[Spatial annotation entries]
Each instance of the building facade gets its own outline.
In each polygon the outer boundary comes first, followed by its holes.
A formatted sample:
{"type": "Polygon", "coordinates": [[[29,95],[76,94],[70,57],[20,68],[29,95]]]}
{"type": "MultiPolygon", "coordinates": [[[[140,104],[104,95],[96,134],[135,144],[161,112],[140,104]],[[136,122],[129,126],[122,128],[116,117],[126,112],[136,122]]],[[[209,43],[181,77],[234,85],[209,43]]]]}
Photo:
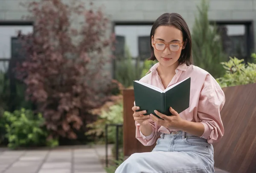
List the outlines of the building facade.
{"type": "MultiPolygon", "coordinates": [[[[87,0],[83,0],[88,3],[87,0]]],[[[0,59],[10,58],[12,39],[18,29],[24,32],[32,26],[22,26],[21,17],[28,12],[20,5],[27,0],[1,0],[0,1],[0,59]]],[[[69,0],[64,0],[66,2],[69,0]]],[[[123,55],[125,46],[131,56],[148,57],[151,27],[157,18],[165,12],[177,12],[187,22],[191,31],[198,12],[200,0],[94,0],[96,6],[104,7],[109,14],[119,44],[117,54],[123,55]]],[[[226,30],[226,51],[230,56],[249,58],[256,48],[256,0],[210,0],[209,19],[226,30]]],[[[12,44],[15,44],[13,43],[12,44]]],[[[0,61],[0,69],[4,61],[0,61]]],[[[107,67],[112,70],[111,64],[107,67]]]]}

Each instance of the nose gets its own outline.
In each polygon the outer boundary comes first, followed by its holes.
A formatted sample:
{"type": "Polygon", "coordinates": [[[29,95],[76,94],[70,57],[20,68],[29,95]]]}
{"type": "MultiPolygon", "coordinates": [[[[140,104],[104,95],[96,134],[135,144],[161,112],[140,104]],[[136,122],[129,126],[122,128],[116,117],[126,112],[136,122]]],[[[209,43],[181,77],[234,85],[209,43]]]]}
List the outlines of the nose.
{"type": "Polygon", "coordinates": [[[169,49],[169,47],[168,46],[166,46],[165,49],[163,50],[163,53],[165,55],[169,55],[171,54],[172,52],[169,49]]]}

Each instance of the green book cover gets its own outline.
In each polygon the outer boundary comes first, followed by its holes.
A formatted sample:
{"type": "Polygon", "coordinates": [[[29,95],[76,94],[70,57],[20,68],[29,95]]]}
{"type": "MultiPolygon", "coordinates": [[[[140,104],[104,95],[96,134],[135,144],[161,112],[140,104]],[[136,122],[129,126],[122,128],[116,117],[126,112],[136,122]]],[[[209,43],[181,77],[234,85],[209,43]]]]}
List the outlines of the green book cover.
{"type": "Polygon", "coordinates": [[[146,110],[144,115],[152,113],[157,117],[154,110],[170,116],[169,111],[172,107],[178,113],[189,107],[191,78],[169,86],[164,91],[160,89],[140,81],[134,81],[135,105],[140,107],[137,111],[146,110]]]}

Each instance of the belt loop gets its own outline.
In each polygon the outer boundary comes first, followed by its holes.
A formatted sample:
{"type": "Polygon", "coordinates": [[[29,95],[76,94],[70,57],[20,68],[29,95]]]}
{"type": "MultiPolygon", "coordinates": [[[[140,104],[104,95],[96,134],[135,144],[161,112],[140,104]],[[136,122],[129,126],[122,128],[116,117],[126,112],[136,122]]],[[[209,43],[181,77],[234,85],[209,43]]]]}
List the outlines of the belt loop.
{"type": "Polygon", "coordinates": [[[185,138],[185,131],[182,131],[182,139],[184,139],[185,138]]]}

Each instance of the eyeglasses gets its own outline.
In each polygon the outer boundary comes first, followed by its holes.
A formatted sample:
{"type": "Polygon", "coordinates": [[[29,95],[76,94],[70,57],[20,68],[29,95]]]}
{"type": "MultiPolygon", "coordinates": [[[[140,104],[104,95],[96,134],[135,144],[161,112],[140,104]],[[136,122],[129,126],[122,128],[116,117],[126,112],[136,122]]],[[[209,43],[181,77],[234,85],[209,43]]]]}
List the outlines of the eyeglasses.
{"type": "Polygon", "coordinates": [[[166,47],[168,46],[169,50],[172,52],[177,52],[180,49],[180,47],[182,46],[180,44],[178,43],[171,43],[165,44],[162,42],[157,42],[152,44],[156,49],[159,51],[163,51],[164,50],[166,47]]]}

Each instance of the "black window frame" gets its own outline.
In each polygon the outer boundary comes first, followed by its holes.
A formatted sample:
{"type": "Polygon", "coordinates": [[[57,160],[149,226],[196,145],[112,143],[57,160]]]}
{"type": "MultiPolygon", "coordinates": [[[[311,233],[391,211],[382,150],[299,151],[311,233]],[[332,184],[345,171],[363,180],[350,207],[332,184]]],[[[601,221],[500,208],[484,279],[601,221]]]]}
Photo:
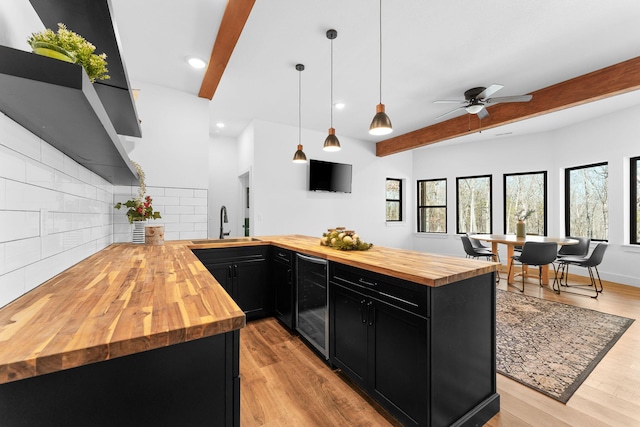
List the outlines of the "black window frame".
{"type": "Polygon", "coordinates": [[[638,238],[638,214],[640,213],[640,203],[638,203],[638,183],[640,179],[640,156],[632,157],[629,159],[629,243],[632,245],[640,245],[640,239],[638,238]]]}
{"type": "Polygon", "coordinates": [[[493,233],[493,175],[473,175],[473,176],[461,176],[456,177],[456,234],[465,234],[465,233],[493,233]],[[479,178],[489,178],[489,230],[488,231],[480,231],[480,230],[460,230],[460,181],[466,179],[479,179],[479,178]]]}
{"type": "Polygon", "coordinates": [[[402,196],[403,196],[403,194],[402,194],[402,181],[403,180],[401,178],[386,178],[385,181],[384,181],[384,193],[385,193],[384,216],[385,216],[385,221],[386,222],[402,222],[403,219],[404,219],[403,218],[404,217],[403,209],[402,209],[402,196]],[[389,181],[398,181],[398,194],[400,195],[399,199],[389,199],[389,198],[387,198],[387,182],[389,182],[389,181]],[[387,203],[388,202],[398,202],[398,206],[399,206],[398,207],[398,211],[399,211],[399,214],[400,214],[400,219],[389,219],[387,217],[387,203]]]}
{"type": "MultiPolygon", "coordinates": [[[[594,168],[594,167],[598,167],[598,166],[607,166],[607,186],[609,185],[608,179],[609,179],[609,175],[608,175],[608,170],[609,170],[609,162],[598,162],[598,163],[590,163],[588,165],[580,165],[580,166],[574,166],[571,168],[566,168],[564,170],[564,231],[565,231],[565,235],[567,236],[573,236],[574,232],[571,231],[571,212],[570,212],[570,205],[571,205],[571,180],[570,180],[570,174],[572,171],[576,171],[576,170],[580,170],[580,169],[589,169],[589,168],[594,168]]],[[[607,212],[607,220],[609,220],[609,215],[607,212]]],[[[581,236],[581,237],[589,237],[591,239],[591,241],[593,242],[608,242],[609,241],[609,226],[607,225],[607,238],[606,239],[596,239],[595,237],[592,236],[581,236]]],[[[579,233],[575,233],[575,234],[579,234],[579,233]]]]}
{"type": "Polygon", "coordinates": [[[416,181],[416,232],[417,233],[434,233],[434,234],[447,234],[447,178],[434,178],[434,179],[419,179],[416,181]],[[444,182],[444,205],[421,205],[420,204],[420,183],[421,182],[444,182]],[[420,230],[420,211],[421,209],[442,209],[444,208],[444,231],[425,231],[420,230]]]}
{"type": "Polygon", "coordinates": [[[505,173],[502,175],[502,212],[503,212],[503,221],[502,221],[502,229],[503,233],[507,234],[507,178],[510,176],[520,176],[520,175],[540,175],[543,176],[543,185],[544,185],[544,218],[543,218],[543,236],[547,235],[548,230],[548,222],[547,222],[547,214],[548,214],[548,181],[547,181],[547,171],[534,171],[534,172],[516,172],[516,173],[505,173]]]}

» WHAT NEEDS TO BE DONE: Arrange every line of the entries above as a JSON list of strings, one string per line, and skip blank lines. Leave out the picture lines.

» OUTPUT OF THE EXERCISE:
[
  "Each instance of the building facade gets its own outline.",
  "In each polygon the outer boundary comes first, followed by its holes.",
  "A formatted sample:",
  "{\"type\": \"Polygon\", \"coordinates\": [[[29,95],[76,94],[70,57],[20,68],[29,95]]]}",
  "{\"type\": \"MultiPolygon\", \"coordinates\": [[[[140,104],[104,95],[96,134],[135,144],[161,112],[140,104]],[[136,122],[129,126],[122,128],[116,117],[126,112],[136,122]]],[[[209,43],[181,77],[234,85],[209,43]]]]}",
  "Photo:",
  "List the outlines of the building facade.",
  "{\"type\": \"MultiPolygon\", \"coordinates\": [[[[87,0],[83,0],[88,3],[87,0]]],[[[0,59],[10,58],[12,39],[18,29],[24,32],[32,26],[22,26],[21,17],[28,12],[20,5],[27,0],[1,0],[0,1],[0,59]]],[[[69,0],[64,0],[66,2],[69,0]]],[[[123,55],[125,46],[131,56],[148,57],[151,27],[157,18],[165,12],[177,12],[187,22],[191,31],[198,12],[200,0],[94,0],[96,6],[104,7],[109,14],[119,44],[117,54],[123,55]]],[[[226,30],[226,51],[230,56],[249,58],[256,48],[256,0],[210,0],[209,19],[226,30]]],[[[12,44],[15,44],[13,43],[12,44]]],[[[0,61],[0,69],[4,61],[0,61]]],[[[107,67],[112,70],[111,64],[107,67]]]]}",
  "Each instance of the nose gets its own outline.",
  "In each polygon the outer boundary comes first, followed by its holes.",
  "A formatted sample:",
  "{\"type\": \"Polygon\", \"coordinates\": [[[29,95],[76,94],[70,57],[20,68],[29,95]]]}",
  "{\"type\": \"MultiPolygon\", \"coordinates\": [[[[140,104],[104,95],[96,134],[135,144],[161,112],[140,104]],[[136,122],[129,126],[122,128],[116,117],[126,112],[136,122]]],[[[209,43],[181,77],[234,85],[209,43]]]]}",
  "List the outlines of the nose.",
  "{\"type\": \"Polygon\", \"coordinates\": [[[169,49],[169,47],[168,46],[166,46],[165,49],[163,50],[163,53],[165,55],[169,55],[171,54],[172,52],[169,49]]]}",
  "Each instance of the green book cover gets its own outline.",
  "In each polygon the outer boundary comes first, followed by its holes.",
  "A formatted sample:",
  "{\"type\": \"Polygon\", \"coordinates\": [[[29,95],[76,94],[70,57],[20,68],[29,95]]]}",
  "{\"type\": \"MultiPolygon\", \"coordinates\": [[[[140,104],[104,95],[96,134],[135,144],[161,112],[140,104]],[[136,122],[129,126],[122,128],[116,117],[126,112],[136,122]]],[[[209,43],[181,77],[234,85],[209,43]]]]}",
  "List the outlines of the green book cover.",
  "{\"type\": \"Polygon\", \"coordinates\": [[[146,110],[144,115],[152,113],[157,117],[154,110],[170,116],[169,111],[172,107],[178,113],[189,107],[191,78],[169,86],[164,91],[160,89],[140,81],[134,81],[135,105],[140,107],[137,111],[146,110]]]}",
  "Each instance of the belt loop gets its own outline.",
  "In each polygon the outer boundary comes first, followed by its holes.",
  "A formatted sample:",
  "{\"type\": \"Polygon\", \"coordinates\": [[[29,95],[76,94],[70,57],[20,68],[29,95]]]}",
  "{\"type\": \"MultiPolygon\", \"coordinates\": [[[[140,104],[104,95],[96,134],[135,144],[161,112],[140,104]],[[136,122],[129,126],[122,128],[116,117],[126,112],[136,122]]],[[[209,43],[181,77],[234,85],[209,43]]]]}",
  "List the outlines of the belt loop.",
  "{\"type\": \"Polygon\", \"coordinates\": [[[185,138],[185,131],[182,131],[182,139],[184,139],[185,138]]]}",
  "Each instance of the eyeglasses gets its own outline.",
  "In each polygon the outer boundary comes first, followed by its holes.",
  "A formatted sample:",
  "{\"type\": \"Polygon\", \"coordinates\": [[[29,95],[76,94],[70,57],[20,68],[29,95]]]}",
  "{\"type\": \"MultiPolygon\", \"coordinates\": [[[[140,104],[104,95],[96,134],[135,144],[161,112],[140,104]],[[136,122],[129,126],[122,128],[116,117],[126,112],[136,122]]],[[[209,43],[181,77],[234,85],[209,43]]]]}",
  "List the outlines of the eyeglasses.",
  "{\"type\": \"Polygon\", \"coordinates\": [[[166,47],[168,46],[169,50],[172,52],[177,52],[180,49],[180,47],[182,46],[180,44],[178,43],[171,43],[165,44],[162,42],[157,42],[152,44],[156,49],[159,51],[163,51],[164,50],[166,47]]]}",
  "Each instance of the \"black window frame\" gets its own outline.",
  "In each polygon the outer boundary comes first, followed by its holes.",
  "A formatted sample:",
  "{\"type\": \"Polygon\", \"coordinates\": [[[57,160],[149,226],[196,145],[112,143],[57,160]]]}",
  "{\"type\": \"MultiPolygon\", \"coordinates\": [[[[311,233],[391,211],[382,150],[299,151],[311,233]],[[332,184],[345,171],[363,180],[350,207],[332,184]]],[[[601,221],[500,208],[484,279],[601,221]]]]}",
  "Photo:",
  "List the outlines of the \"black window frame\".",
  "{\"type\": \"Polygon\", \"coordinates\": [[[638,238],[638,214],[640,213],[640,203],[638,203],[638,183],[640,179],[640,156],[632,157],[629,159],[629,243],[632,245],[640,245],[640,239],[638,238]]]}",
  "{\"type\": \"Polygon\", \"coordinates\": [[[493,233],[493,175],[473,175],[473,176],[461,176],[456,177],[456,234],[465,234],[465,233],[493,233]],[[479,178],[489,178],[489,230],[488,231],[480,231],[480,230],[460,230],[460,181],[466,179],[479,179],[479,178]]]}",
  "{\"type\": \"Polygon\", \"coordinates\": [[[402,196],[403,196],[403,194],[402,194],[402,181],[403,180],[401,178],[386,178],[385,181],[384,181],[384,193],[385,193],[384,216],[385,216],[385,221],[386,222],[402,222],[403,219],[404,219],[403,218],[404,217],[403,209],[402,209],[402,196]],[[389,181],[398,181],[398,194],[400,195],[399,199],[389,199],[389,198],[387,198],[387,182],[389,182],[389,181]],[[387,203],[388,202],[398,202],[398,206],[399,206],[398,207],[398,211],[399,211],[399,214],[400,214],[400,219],[389,219],[387,217],[387,203]]]}",
  "{\"type\": \"MultiPolygon\", \"coordinates\": [[[[594,168],[594,167],[598,167],[598,166],[607,166],[607,186],[609,185],[608,179],[609,179],[609,175],[608,175],[608,170],[609,170],[609,162],[598,162],[598,163],[590,163],[588,165],[580,165],[580,166],[574,166],[571,168],[566,168],[564,170],[564,231],[565,231],[565,235],[567,236],[573,236],[574,232],[571,231],[571,212],[570,212],[570,205],[571,205],[571,180],[570,180],[570,174],[572,171],[576,171],[576,170],[580,170],[580,169],[589,169],[589,168],[594,168]]],[[[607,212],[607,220],[609,220],[609,215],[607,212]]],[[[581,236],[581,237],[589,237],[591,239],[591,241],[593,242],[608,242],[609,241],[609,226],[607,225],[607,238],[606,239],[596,239],[595,237],[592,236],[581,236]]],[[[579,233],[575,233],[575,234],[579,234],[579,233]]]]}",
  "{\"type\": \"Polygon\", \"coordinates\": [[[416,181],[416,232],[417,233],[434,233],[434,234],[447,234],[447,178],[434,178],[434,179],[419,179],[416,181]],[[444,182],[444,205],[421,205],[420,204],[420,183],[421,182],[444,182]],[[420,230],[420,211],[421,209],[442,209],[444,208],[444,231],[425,231],[420,230]]]}",
  "{\"type\": \"Polygon\", \"coordinates\": [[[505,173],[502,175],[502,212],[503,212],[503,221],[502,221],[502,229],[503,233],[507,234],[507,178],[510,176],[520,176],[520,175],[540,175],[543,176],[543,185],[544,185],[544,218],[543,218],[543,236],[547,235],[548,230],[548,222],[547,222],[547,214],[548,214],[548,181],[547,181],[547,171],[534,171],[534,172],[516,172],[516,173],[505,173]]]}"
]